WHAT YOU WILL DO: Reproduce all the entries precisely.

[Rows from a dataset]
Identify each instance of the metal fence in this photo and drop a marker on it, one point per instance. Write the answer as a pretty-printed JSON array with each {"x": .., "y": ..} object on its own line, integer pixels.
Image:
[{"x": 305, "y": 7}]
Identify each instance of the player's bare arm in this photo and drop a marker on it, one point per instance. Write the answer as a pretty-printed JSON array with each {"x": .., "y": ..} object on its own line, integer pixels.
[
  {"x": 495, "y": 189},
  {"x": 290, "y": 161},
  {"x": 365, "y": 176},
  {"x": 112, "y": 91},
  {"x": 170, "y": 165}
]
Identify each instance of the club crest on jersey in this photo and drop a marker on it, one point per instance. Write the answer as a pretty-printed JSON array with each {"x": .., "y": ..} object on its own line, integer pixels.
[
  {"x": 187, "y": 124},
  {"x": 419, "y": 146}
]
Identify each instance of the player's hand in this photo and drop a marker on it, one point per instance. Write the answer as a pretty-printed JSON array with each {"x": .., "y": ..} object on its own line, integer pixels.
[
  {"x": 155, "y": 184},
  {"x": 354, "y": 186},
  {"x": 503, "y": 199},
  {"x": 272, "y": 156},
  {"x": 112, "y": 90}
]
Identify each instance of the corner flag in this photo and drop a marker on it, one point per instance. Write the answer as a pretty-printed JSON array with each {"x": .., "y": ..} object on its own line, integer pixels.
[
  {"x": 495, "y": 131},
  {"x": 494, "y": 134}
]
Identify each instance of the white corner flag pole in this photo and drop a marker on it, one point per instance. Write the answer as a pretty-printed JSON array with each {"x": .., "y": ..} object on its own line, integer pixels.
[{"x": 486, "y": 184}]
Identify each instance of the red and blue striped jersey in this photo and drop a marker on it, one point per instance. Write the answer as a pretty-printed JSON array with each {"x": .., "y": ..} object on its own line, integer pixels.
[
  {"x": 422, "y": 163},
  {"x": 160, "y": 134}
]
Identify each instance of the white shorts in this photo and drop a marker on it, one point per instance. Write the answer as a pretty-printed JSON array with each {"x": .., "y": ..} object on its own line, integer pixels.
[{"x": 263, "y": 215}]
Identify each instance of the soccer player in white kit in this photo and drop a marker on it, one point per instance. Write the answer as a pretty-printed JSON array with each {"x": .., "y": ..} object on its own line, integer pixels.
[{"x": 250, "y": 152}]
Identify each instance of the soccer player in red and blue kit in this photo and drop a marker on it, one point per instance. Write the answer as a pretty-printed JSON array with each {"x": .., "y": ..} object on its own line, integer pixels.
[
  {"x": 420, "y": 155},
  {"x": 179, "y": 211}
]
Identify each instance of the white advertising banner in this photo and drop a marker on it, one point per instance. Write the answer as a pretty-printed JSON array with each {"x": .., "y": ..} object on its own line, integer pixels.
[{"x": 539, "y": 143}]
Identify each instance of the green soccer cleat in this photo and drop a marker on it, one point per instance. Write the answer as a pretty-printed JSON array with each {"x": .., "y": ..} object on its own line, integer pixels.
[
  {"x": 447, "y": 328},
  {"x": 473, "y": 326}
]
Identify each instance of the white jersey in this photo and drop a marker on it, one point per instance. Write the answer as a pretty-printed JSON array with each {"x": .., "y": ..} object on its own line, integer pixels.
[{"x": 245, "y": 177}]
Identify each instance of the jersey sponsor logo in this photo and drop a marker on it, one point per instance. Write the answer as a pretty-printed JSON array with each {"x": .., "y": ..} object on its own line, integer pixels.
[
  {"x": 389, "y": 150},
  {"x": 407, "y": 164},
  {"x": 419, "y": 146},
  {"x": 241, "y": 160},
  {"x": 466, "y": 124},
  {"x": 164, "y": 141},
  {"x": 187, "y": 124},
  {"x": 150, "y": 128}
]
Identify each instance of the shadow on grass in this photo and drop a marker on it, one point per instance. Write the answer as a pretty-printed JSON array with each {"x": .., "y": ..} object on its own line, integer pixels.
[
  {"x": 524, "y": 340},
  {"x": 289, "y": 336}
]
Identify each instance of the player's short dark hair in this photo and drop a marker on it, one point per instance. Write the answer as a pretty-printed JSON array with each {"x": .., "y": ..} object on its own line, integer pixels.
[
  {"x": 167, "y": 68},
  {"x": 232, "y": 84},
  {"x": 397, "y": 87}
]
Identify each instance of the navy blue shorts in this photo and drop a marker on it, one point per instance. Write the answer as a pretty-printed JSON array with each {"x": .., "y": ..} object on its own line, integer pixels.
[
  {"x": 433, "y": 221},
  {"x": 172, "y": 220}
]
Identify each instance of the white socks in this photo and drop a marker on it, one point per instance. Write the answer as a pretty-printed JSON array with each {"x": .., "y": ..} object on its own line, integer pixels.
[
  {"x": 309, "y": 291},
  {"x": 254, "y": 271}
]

EXERCISE RESULT:
Identify each instance of the metal fence in this photo and drop a marker on it, one point per instance. Write the answer as a pretty-printed JSON array with each {"x": .., "y": ..} object on its own line, integer pixels.
Image:
[{"x": 305, "y": 7}]
Identify each instance of the player's bare arm in this photo and drop a marker on it, one point per instance. Write the answer as a pretty-printed JSON array with each {"x": .., "y": ..} object on its own line, integer pixels.
[
  {"x": 495, "y": 189},
  {"x": 290, "y": 161},
  {"x": 365, "y": 176},
  {"x": 112, "y": 91},
  {"x": 170, "y": 165}
]
Identify each instance of the club crest on jersey in this photo and drop a marker on it, one point per instance. Write the answer as a pretty-printed JSON array with each {"x": .., "y": ..} object on its own line, integer pixels.
[
  {"x": 187, "y": 124},
  {"x": 419, "y": 146}
]
Identify each instance of the player's hand in this photo and drop a marker on it, one point per instance. Write the answer as a pretty-printed JSON array with each {"x": .., "y": ..} object on its own line, integer pixels.
[
  {"x": 155, "y": 184},
  {"x": 354, "y": 186},
  {"x": 503, "y": 199},
  {"x": 272, "y": 156},
  {"x": 112, "y": 90}
]
Identify each instance of the corner flag in this photo and drop a marker on it, one point per instance. Write the answer as a pretty-printed JSON array with each {"x": .., "y": ..} object on its own line, integer pixels.
[
  {"x": 495, "y": 131},
  {"x": 494, "y": 134}
]
Identify each instance of the white corner flag pole in this photo and drop a marker on it, one point per instance. Write the answer as a pretty-printed JSON array with each {"x": .., "y": ..} object on its own line, integer pixels.
[{"x": 486, "y": 184}]
Identify each instance of the red and blue striped jersey in this photo and drop a marker on it, one point per instance. Write the answer as a pretty-printed JSON array with each {"x": .., "y": ..} object on its own line, integer pixels.
[
  {"x": 422, "y": 163},
  {"x": 160, "y": 134}
]
Identify each instance of the white shorts in this photo and drop a marker on it, one point per instance. Write the answer as a pretty-printed JSON array with each {"x": .., "y": ..} object on its own line, integer pixels.
[{"x": 263, "y": 215}]
Identify each instance of the soccer player in white kit in this photo and drop a marker on it, one point per instance. Write the answer as a pretty-printed JSON array with each {"x": .., "y": ..} object on its own line, integer pixels.
[{"x": 250, "y": 152}]
Identify each instance of the soccer player in red and blue kit in this photo and drop a marker on it, one point per instance. Write the answer as a pretty-printed JSON array with each {"x": .., "y": ..} object on its own line, integer pixels.
[
  {"x": 420, "y": 155},
  {"x": 179, "y": 211}
]
Identify each instance of the white advertising banner in this photo and drop a marker on it, one point per instance. Write the answer as a pretty-printed JSON array with each {"x": .., "y": ..} object on its own line, integer pixels.
[{"x": 539, "y": 143}]
Identify each instance of the green soccer cleat in this photo and drop a marker on it, one point per instance. Write the answer as a pretty-printed JSON array with each {"x": .., "y": ..} object on its own line, integer pixels.
[
  {"x": 447, "y": 328},
  {"x": 473, "y": 326}
]
Identify each instance of the white jersey in this photo and drop a marker on it, one point per instance. Write the answer as a pretty-printed JSON array with each {"x": .., "y": ..} object on its own line, integer pixels.
[{"x": 245, "y": 177}]
Identify each instance of the jersey sponsor logo in this photo and drop a marker on it, one point per instance. Write the answer as a pretty-printed JSON array with each {"x": .., "y": ..} object on its own line, integer pixels.
[
  {"x": 389, "y": 150},
  {"x": 407, "y": 164},
  {"x": 419, "y": 146},
  {"x": 241, "y": 160},
  {"x": 466, "y": 124},
  {"x": 164, "y": 141},
  {"x": 187, "y": 124},
  {"x": 150, "y": 128}
]
Identify each instance of the shadow on grass in this photo and drop a marker on it, one point per instance. Write the answer as a pretty-printed JSON array with each {"x": .., "y": ..} object on its own line, integer pixels.
[
  {"x": 524, "y": 340},
  {"x": 289, "y": 336}
]
Identify each instance of the player's short dark hair in this photo and drop a marker on it, one point per instance. Write the answer as a pretty-printed JSON array with each {"x": .., "y": ..} object on its own line, integer pixels.
[
  {"x": 167, "y": 68},
  {"x": 232, "y": 84},
  {"x": 397, "y": 87}
]
Identify each instance of the navy blue shorts in this photo and drop a marker on it, one point per instance. Write the answer as a pretty-printed JSON array with each {"x": .., "y": ..} object on its own line, integer pixels.
[
  {"x": 433, "y": 221},
  {"x": 172, "y": 220}
]
Identify each instance of the white socks in this photo and drop a marker on it, one point per instance. Write the answer as a pretty-printed JSON array with each {"x": .., "y": ..} object on its own line, integer pixels.
[
  {"x": 309, "y": 291},
  {"x": 254, "y": 271}
]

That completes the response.